» ANWEISUNG 1
Welche Rolle hat man1ac laut dem Quellenauszug über die Jackson-STL-X-Pro-Ruten für Rute A gewählt?
» ANWEISUNG 2
Übersetze diesen Satz aus dem Quellenauszug über die Jackson-STL-X-Pro-Ruten ins Englische: „Ansonsten passt die Verarbeitung, da hab ich nichts zu meckern!“
» ANWEISUNG 3
Führe den Quellenauszug über die Jackson-STL-X-Pro-Ruten im Anschluss an seinen letzten Satz weiter.

» QUELLENAUSZUG
»»

Hab sie noch nicht am Wasser gehabt, aber die macht schon einen guten Eindruck, minimal schiefe Ringe hat meine auch, aber das wäre mir so nie aufgefallen, wenn ich hier nicht davon gelesen hätte. Ansonsten passt die Verarbeitung, da hab ich nichts zu meckern!

Jetzt stellt sich nur direkt die Frage nach Rolle und Schnur, das ganze auch am besten preiswert, aber da gibts hier ja schon diverse Vorschläge im Thread....


----------



## man1ac (12. Februar 2015)

*AW: Jackson STL X-Pro Ruten*

Also ich hab jetzt für Rute A eine BlackArc 8200 und an Rute B für die Dame des Hauses einen Exceler S1000 (kommt heute). Bei der Blackarc hatte ich ein Montagsmodell, welches nicht sauber lief, wurde mir aber anstandslos ausgetauscht!

««

Datensätze
»»

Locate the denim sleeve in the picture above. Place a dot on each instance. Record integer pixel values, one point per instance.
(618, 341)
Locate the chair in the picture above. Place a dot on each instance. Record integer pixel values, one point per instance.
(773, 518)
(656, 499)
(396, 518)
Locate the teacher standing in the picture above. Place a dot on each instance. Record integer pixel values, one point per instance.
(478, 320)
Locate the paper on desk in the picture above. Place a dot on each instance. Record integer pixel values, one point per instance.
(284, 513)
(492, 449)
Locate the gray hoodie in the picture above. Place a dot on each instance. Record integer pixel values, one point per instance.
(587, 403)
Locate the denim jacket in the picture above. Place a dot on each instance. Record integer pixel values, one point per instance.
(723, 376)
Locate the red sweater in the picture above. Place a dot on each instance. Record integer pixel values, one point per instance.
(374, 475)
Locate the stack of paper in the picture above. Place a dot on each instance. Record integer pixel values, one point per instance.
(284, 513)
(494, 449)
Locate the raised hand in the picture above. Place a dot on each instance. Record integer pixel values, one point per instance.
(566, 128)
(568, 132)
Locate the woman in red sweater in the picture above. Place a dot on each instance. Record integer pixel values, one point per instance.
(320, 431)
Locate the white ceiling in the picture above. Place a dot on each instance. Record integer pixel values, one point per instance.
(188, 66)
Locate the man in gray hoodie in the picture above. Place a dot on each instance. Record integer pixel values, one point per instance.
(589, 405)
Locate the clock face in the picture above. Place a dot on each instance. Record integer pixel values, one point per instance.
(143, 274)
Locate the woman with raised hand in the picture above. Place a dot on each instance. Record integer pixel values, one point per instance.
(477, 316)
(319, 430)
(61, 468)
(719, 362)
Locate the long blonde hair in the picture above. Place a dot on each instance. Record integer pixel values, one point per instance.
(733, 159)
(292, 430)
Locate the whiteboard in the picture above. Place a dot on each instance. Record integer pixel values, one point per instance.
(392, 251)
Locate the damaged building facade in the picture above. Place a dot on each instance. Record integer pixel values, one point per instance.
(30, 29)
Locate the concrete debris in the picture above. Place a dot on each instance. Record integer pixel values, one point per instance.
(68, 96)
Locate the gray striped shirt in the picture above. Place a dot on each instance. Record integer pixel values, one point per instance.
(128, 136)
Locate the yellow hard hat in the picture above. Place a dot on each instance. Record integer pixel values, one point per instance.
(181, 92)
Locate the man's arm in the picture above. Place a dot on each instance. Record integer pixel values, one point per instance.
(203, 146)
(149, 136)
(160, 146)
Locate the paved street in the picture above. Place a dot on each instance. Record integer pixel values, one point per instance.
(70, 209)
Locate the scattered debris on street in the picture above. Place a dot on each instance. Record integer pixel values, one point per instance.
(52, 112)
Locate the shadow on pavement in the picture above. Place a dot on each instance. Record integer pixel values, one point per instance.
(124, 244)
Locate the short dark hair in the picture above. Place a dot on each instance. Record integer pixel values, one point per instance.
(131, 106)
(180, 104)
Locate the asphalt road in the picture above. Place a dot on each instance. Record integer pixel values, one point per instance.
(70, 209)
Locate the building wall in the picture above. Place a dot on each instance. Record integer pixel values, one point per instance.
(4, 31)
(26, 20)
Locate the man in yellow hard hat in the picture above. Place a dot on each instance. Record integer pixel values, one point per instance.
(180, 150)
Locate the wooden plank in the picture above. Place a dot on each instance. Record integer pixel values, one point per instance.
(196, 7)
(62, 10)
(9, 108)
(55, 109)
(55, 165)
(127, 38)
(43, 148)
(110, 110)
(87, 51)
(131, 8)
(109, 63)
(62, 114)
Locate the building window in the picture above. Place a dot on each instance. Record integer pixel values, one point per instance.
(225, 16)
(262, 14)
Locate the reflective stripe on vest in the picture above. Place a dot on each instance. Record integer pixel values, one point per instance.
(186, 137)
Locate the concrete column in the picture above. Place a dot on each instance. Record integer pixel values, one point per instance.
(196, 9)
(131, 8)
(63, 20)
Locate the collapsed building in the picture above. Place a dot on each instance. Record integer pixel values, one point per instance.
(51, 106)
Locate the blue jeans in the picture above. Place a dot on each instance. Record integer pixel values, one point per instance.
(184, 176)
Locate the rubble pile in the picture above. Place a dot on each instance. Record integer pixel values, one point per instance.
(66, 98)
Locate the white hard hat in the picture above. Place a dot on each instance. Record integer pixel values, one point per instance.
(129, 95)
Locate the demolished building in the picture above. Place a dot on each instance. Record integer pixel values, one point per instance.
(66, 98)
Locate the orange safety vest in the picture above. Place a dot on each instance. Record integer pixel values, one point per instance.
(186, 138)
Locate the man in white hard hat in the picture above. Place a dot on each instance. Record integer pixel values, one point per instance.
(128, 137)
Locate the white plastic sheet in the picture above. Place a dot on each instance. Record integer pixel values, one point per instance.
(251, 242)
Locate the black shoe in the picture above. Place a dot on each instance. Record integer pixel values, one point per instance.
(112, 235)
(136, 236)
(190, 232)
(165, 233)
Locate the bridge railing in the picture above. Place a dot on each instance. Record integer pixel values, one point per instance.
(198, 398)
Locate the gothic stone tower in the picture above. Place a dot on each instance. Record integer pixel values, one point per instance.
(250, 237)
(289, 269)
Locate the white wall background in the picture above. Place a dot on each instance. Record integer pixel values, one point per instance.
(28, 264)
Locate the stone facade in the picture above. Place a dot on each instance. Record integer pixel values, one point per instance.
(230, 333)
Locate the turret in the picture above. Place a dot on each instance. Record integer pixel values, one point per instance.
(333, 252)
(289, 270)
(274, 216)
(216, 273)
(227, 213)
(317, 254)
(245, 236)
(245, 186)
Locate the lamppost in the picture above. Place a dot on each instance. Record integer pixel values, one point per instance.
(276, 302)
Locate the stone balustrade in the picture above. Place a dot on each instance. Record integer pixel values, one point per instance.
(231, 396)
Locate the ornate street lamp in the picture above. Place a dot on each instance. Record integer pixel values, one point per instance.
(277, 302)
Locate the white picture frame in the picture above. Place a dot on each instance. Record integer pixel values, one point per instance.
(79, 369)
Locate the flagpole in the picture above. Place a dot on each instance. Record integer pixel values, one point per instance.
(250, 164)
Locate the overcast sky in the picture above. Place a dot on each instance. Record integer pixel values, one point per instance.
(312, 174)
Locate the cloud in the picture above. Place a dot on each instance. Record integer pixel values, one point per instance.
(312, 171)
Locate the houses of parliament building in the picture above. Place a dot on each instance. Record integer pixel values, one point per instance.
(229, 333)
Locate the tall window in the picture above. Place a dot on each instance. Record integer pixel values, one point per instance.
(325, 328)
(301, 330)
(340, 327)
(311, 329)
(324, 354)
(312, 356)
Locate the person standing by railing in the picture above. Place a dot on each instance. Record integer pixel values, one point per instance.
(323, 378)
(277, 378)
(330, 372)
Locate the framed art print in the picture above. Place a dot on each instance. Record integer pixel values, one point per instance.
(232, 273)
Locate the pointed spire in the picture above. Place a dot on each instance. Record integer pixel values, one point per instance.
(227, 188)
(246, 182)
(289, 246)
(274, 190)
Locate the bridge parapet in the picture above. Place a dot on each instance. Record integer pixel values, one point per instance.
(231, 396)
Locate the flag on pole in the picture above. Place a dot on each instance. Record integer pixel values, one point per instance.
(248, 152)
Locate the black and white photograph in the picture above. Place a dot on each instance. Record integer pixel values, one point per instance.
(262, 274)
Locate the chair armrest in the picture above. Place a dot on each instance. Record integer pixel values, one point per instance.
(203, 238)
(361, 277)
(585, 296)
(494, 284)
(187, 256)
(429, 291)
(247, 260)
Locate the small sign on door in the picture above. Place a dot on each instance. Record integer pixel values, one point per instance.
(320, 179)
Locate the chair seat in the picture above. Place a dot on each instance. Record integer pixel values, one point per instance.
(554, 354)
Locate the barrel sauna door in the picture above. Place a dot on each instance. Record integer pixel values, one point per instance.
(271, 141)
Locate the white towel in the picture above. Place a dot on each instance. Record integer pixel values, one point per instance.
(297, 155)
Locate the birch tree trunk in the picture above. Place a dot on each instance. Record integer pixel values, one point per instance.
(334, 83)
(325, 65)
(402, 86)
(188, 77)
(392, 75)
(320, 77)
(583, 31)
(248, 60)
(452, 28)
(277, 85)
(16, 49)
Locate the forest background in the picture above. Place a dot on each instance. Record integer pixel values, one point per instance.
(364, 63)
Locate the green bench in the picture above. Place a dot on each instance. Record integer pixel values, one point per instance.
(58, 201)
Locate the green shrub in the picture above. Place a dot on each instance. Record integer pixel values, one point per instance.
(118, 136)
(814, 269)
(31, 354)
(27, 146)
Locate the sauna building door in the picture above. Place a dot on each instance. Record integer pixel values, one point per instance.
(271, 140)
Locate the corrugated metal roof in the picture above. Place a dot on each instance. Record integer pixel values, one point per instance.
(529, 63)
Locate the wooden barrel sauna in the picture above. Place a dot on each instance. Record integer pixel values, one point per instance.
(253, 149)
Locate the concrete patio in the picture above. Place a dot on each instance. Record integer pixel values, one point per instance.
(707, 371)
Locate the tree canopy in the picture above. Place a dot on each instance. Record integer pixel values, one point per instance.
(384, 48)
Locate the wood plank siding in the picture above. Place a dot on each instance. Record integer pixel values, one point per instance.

««

» ANTWORT 1
Eine BlackArc 8200.

» ANTWORT 2
Otherwise the workmanship is fine, I have nothing to complain about there!

» ANTWORT 3
So langsam dünnen sich die Bestände aber im Internetshop deutlichst aus...


----------



## Drebi (12. Februar 2015)

*AW: Jackson STL X-Pro Ruten*

An meine Lite kommt eine Quantum Escalade in 1000er Größe, sehr geschmeidige Rolle, bespult mit 0,16er Mono bzw. 0,08er Geflecht ...


----------



## angel!andi (12. Februar 2015)

*AW: Jackson STL X-Pro Ruten*

Günstig und gut:

SPRO Passion FD 720 mit WFT Plasma in 0,08mm


----------



## Angler9999 (27. Februar 2015)

*AW: Jackson STL X-Pro Ruten*

Bin nun auch seit ein paar Tagen Besitzer dieser Rute. Ich war schon vorgewarnt. Krumme Ringe, besser als erwartet, gutes Design. Was soll ich sagen.... Für den Preis ist es erstaunlich. Der dünne Blank sieht schon mal gut aus. Alles gerade... Angenehm .. nicht hart dennoch straff genug.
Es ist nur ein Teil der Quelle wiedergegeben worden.